◆ Image point grounding data ◆
↓
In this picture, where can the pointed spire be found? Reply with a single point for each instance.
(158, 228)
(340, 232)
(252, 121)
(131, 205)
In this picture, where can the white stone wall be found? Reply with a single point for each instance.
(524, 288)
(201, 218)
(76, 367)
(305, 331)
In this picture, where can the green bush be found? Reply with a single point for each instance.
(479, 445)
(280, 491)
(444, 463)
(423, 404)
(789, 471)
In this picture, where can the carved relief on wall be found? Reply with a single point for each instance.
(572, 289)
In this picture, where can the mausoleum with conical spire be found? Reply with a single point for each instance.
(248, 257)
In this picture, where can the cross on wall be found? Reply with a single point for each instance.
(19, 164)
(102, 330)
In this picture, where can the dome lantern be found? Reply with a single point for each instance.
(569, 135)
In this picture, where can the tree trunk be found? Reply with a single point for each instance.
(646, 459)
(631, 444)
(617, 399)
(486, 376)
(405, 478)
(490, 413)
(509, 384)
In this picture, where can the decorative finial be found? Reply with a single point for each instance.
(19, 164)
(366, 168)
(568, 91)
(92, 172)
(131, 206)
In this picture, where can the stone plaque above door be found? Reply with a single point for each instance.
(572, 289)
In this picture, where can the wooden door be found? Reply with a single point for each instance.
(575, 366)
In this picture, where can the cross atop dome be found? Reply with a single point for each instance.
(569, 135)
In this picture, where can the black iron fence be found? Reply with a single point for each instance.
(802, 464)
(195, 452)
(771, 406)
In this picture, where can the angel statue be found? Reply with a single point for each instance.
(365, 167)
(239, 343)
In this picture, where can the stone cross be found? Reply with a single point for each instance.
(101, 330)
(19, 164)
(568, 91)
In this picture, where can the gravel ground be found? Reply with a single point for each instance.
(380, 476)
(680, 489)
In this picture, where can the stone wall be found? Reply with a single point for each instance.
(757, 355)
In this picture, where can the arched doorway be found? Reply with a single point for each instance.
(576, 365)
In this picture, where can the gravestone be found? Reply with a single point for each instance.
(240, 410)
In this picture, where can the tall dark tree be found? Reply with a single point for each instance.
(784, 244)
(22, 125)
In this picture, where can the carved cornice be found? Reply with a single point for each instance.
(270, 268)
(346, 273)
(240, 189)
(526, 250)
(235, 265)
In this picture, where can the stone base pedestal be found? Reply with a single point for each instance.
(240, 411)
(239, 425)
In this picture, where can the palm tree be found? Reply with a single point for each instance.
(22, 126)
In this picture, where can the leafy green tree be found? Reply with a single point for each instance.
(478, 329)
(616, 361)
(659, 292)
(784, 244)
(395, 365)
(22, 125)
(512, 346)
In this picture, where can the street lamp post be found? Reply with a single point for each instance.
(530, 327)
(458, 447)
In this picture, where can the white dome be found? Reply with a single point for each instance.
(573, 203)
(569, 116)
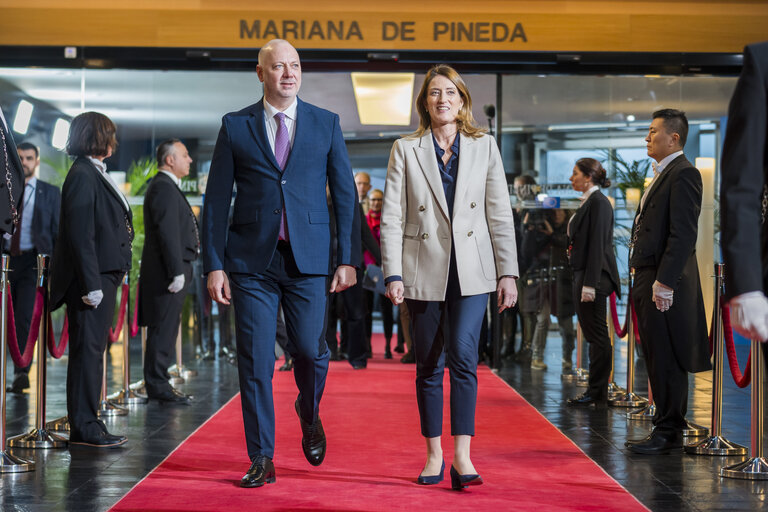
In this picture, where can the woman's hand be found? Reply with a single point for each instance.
(395, 291)
(506, 293)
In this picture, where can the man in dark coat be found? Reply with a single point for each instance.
(37, 232)
(667, 290)
(170, 246)
(744, 195)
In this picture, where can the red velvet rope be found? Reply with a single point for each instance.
(741, 380)
(57, 350)
(19, 359)
(135, 322)
(114, 335)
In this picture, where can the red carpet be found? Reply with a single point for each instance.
(375, 452)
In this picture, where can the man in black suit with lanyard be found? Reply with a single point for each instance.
(744, 196)
(667, 291)
(170, 247)
(39, 225)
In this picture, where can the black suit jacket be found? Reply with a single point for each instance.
(95, 233)
(667, 228)
(17, 179)
(591, 243)
(744, 177)
(170, 244)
↑
◆ WHAT IS BEING ASKED ◆
The reply must match the records exactly, apart from the pictures, which are left out.

◆ WRITTEN ANSWER ◆
In this picture, where can the pointed spire be found? Reply with a single point for each instance.
(158, 228)
(340, 232)
(252, 121)
(131, 205)
In this picture, where can the white stone wall be found? Reply with a single point for each instance.
(524, 288)
(201, 218)
(76, 367)
(305, 331)
In this picture, where can the green bush be found? Reply with a single point for each instance.
(479, 445)
(280, 491)
(444, 463)
(423, 404)
(789, 471)
In this picture, where can the carved relief on wall be found? Reply with a single point for each instance.
(572, 289)
In this picture, where can the mausoleum with conical spire be found? Reply with a single point for each instance.
(248, 257)
In this picture, where can the cross on wall be found? Reply with a single point for each instance.
(19, 164)
(102, 330)
In this picture, where can the dome lantern be found? Reply with a single point for each instance.
(569, 135)
In this picture, where can the tree trunk be found? Reply with a single point for each instance.
(646, 459)
(631, 444)
(617, 399)
(486, 376)
(405, 478)
(490, 413)
(509, 384)
In this picture, where can the decorative finial be found? Reply with a single point for each instance.
(19, 164)
(366, 168)
(568, 91)
(92, 172)
(131, 206)
In this picture, where can the stone plaque above door be found? Reply with a single point for each instance.
(572, 289)
In this picture, where can the wooden door be found? Reply with a single point for each instance.
(575, 366)
In this picture, where can the cross atop dome be found? Reply with a single point for each instance.
(569, 135)
In this picture, where can the black iron fence be found? Reply with a single point for each instance.
(802, 464)
(195, 452)
(771, 406)
In this picture, where can the angel statue be found? Reply with a single point for each instance.
(365, 167)
(239, 343)
In this picture, where can the stone cross be found? Reply with a single point for each instance.
(101, 330)
(19, 164)
(568, 91)
In this picture, where can the gravel ground be found? Reply with a single point for each instance.
(380, 476)
(680, 489)
In this picture, where can the stone wall be found? Reply with a single point for each instance.
(757, 355)
In this picture, where can the arched doorway be found? Reply with a single point for each instance.
(576, 365)
In this picture, where can the gravestone be found? Reply with a single point for each instance.
(240, 410)
In this picture, where can the tall dark tree be found? Reply with a single point for each instance.
(784, 244)
(22, 125)
In this picture, where can the carved cornice be found? Reply with a single point for each instance.
(270, 268)
(346, 273)
(240, 189)
(526, 250)
(235, 265)
In this picture, where can the stone base pedestal be found? Reply with a single point for each instance.
(240, 411)
(239, 425)
In this picture, where can the palm tree be found? Reply with a single point for each instance.
(22, 126)
In this picture, where can the leafy green tree be found? Reply with a single point for each instance.
(478, 329)
(616, 361)
(659, 292)
(784, 244)
(395, 365)
(22, 125)
(512, 346)
In this picture, where can the street lamp post be found? Reply with a single point for each instance.
(530, 327)
(458, 447)
In this picture, where can the white dome be found? Reply with a single point for each instance.
(573, 203)
(569, 116)
In this picture, where can the woman's hand be found? Reply with a single point for each instance.
(395, 291)
(506, 293)
In this picture, where can the man in dark coat be found? Reply with a single point for each instance.
(37, 232)
(667, 290)
(170, 246)
(744, 195)
In this picture, where can the red velvet rope be found? Reply with a single point for each instance.
(741, 380)
(57, 350)
(19, 359)
(135, 322)
(114, 335)
In this picture, where can the red carpet be found? Reply with a single point for each instance.
(375, 452)
In this picture, where can the man in black suit with lanyard be found? Reply with a single point for each instance.
(744, 196)
(667, 291)
(170, 247)
(39, 225)
In this picture, where can the black suit jacket be found? Reply with a single point for each instance.
(95, 233)
(667, 228)
(17, 179)
(591, 243)
(744, 177)
(170, 244)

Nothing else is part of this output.